Work instruction –
Give back every record exactly, with its pictures left out.

(Stored items from a collection)
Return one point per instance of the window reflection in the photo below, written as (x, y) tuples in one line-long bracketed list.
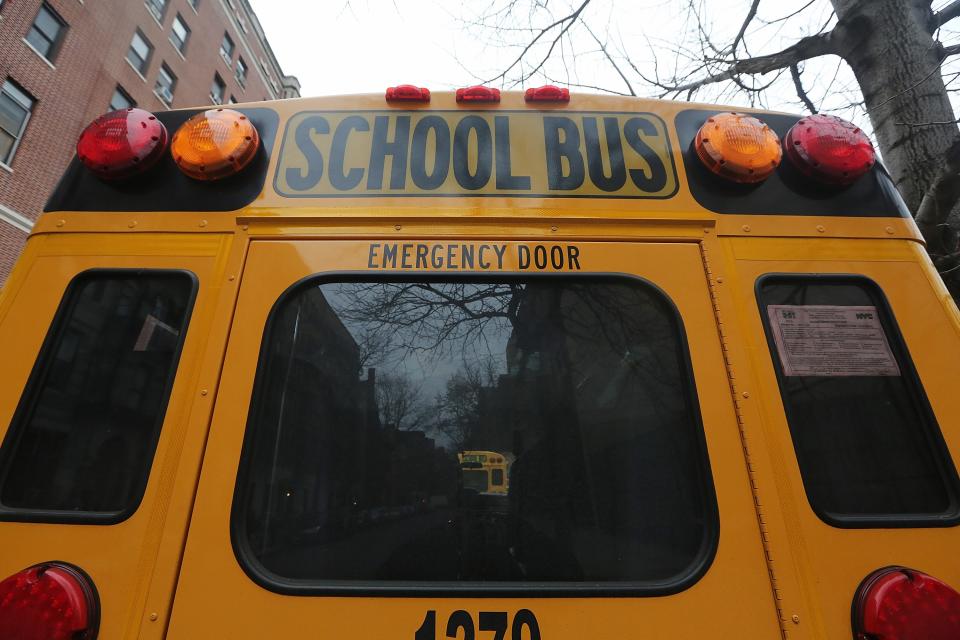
[(537, 430), (89, 422)]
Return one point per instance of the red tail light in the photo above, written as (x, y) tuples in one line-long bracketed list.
[(547, 93), (829, 149), (49, 601), (122, 143), (478, 94), (896, 603), (407, 93)]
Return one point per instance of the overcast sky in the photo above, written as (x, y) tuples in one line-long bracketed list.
[(363, 46)]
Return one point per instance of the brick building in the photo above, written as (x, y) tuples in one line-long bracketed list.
[(64, 62)]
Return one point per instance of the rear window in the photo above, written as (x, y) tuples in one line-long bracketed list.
[(869, 448), (370, 394), (83, 438)]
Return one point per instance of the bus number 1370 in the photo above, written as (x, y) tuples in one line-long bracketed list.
[(495, 621)]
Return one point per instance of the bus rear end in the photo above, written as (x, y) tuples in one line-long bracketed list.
[(478, 366)]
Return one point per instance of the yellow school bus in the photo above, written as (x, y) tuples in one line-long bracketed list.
[(243, 349), (485, 472)]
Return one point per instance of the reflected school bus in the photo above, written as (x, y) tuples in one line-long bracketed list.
[(486, 472), (698, 367)]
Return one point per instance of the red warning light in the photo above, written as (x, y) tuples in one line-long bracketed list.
[(407, 93), (478, 94), (547, 93), (904, 604), (829, 149), (49, 601), (122, 143)]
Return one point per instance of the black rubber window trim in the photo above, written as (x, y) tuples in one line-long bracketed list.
[(932, 431), (278, 584), (38, 377)]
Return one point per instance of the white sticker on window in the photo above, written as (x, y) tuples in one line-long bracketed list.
[(156, 336), (828, 340)]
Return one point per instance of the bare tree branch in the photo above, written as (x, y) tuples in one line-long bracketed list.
[(940, 198), (610, 59), (952, 50), (746, 23), (565, 22), (801, 93), (805, 48)]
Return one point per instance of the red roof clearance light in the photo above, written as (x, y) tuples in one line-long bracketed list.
[(829, 149), (897, 603), (49, 601), (547, 93), (738, 147), (407, 93), (478, 94), (123, 143)]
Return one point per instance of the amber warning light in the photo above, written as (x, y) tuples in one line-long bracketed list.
[(738, 147), (215, 144)]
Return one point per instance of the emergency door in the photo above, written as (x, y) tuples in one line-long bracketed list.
[(474, 439)]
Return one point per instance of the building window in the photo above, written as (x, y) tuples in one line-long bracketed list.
[(180, 33), (121, 100), (15, 107), (157, 8), (217, 89), (241, 72), (166, 83), (139, 53), (226, 48), (47, 32)]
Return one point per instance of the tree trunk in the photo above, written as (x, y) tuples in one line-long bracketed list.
[(890, 47)]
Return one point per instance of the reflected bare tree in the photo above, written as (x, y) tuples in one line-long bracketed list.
[(429, 317), (401, 402), (457, 409)]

Output for this exercise –
Return one point per instance of the window reflection in the photo below, written as (x, y) tuples in one line-long bracketed list.
[(537, 430), (89, 422)]
Return one point per instance of the red tail light in the photo above, written as (x, y) tuples in one line-long bracketed list.
[(547, 93), (829, 149), (49, 601), (122, 143), (478, 94), (896, 603), (407, 93)]
Return one point per instance of the overcast sky in the photo above, written as (x, y) tuples in one line-long bracketed list.
[(363, 46)]
Return one point per instance of the brick building in the photo above, written as (x, y) tuples in one line-long bracketed list.
[(64, 62)]
Return one point per instance of the rear window in the photo above, written as (x, y) tuples in one line-long bracketed list.
[(869, 448), (370, 394), (83, 438)]
Return one point per instance of the bus number 1370 in the photo above, written as (x, y) tuples in one line-long bracketed list.
[(495, 621)]
Return one point per instance of the bus rear end in the photo above, written as (x, y) tuples in one line-long bracketed list.
[(478, 366)]
Return one point per instance of the yellow school bus in the photo above, written as (x, y) tuples in one line-long bracketed list.
[(243, 349), (485, 472)]
Return one point per instance of the reflected school bus in the photo above, written as (x, y) tuples in one line-long bracketed list.
[(486, 472), (698, 367)]
Return one point per instance of the red warning light in the photo above, written as (x, y) tuples in one line-long bracketed list.
[(407, 93), (478, 94), (547, 93), (904, 604), (829, 149), (49, 601), (122, 143)]
Return one point per instance of the black rubber window trim in the photo above, written as (x, y) tuples in one line-long bracketed list.
[(932, 431), (278, 584), (38, 377)]
Return one point per instance of the white sticker on window in the photo above, written as (x, y) tuples in one line-long bracketed list.
[(156, 336), (828, 340)]
Return one point per instance of the bare tree branch in the photo above, written as (x, y) tuples in one line-long bracketed list.
[(940, 198), (610, 59), (952, 50), (746, 23), (565, 22), (801, 93), (805, 48)]
Return one point per instance of the red roof clearance light in the photo above, written as (x, y) tuples in one line-long bracketed list.
[(829, 149), (897, 603), (49, 601), (547, 93), (738, 147), (407, 93), (478, 94), (123, 143)]
Return one point per instance of the amber warning light in the photo above, written as (x, y) tuples in one line-long bracketed list.
[(738, 147), (215, 144)]
Return one point per instance of the emergency door in the photo above, written as (x, y) tuples in one line-long bracketed list.
[(474, 439)]
Return one point per instance of the building window in the photo above, written as (x, y) tuples in one line-long bracketed list.
[(180, 33), (121, 100), (15, 107), (157, 8), (217, 89), (241, 72), (166, 83), (139, 53), (226, 48), (47, 32)]
Return one point per instance of the tree trunk in the photo above, written as (x, y) tuples in one line-long bracketed list.
[(890, 47)]
Return one point per instance of the reflected bare tree in the photo above, written as (x, y) tuples in one line-long bracketed list.
[(429, 317), (401, 402), (457, 409)]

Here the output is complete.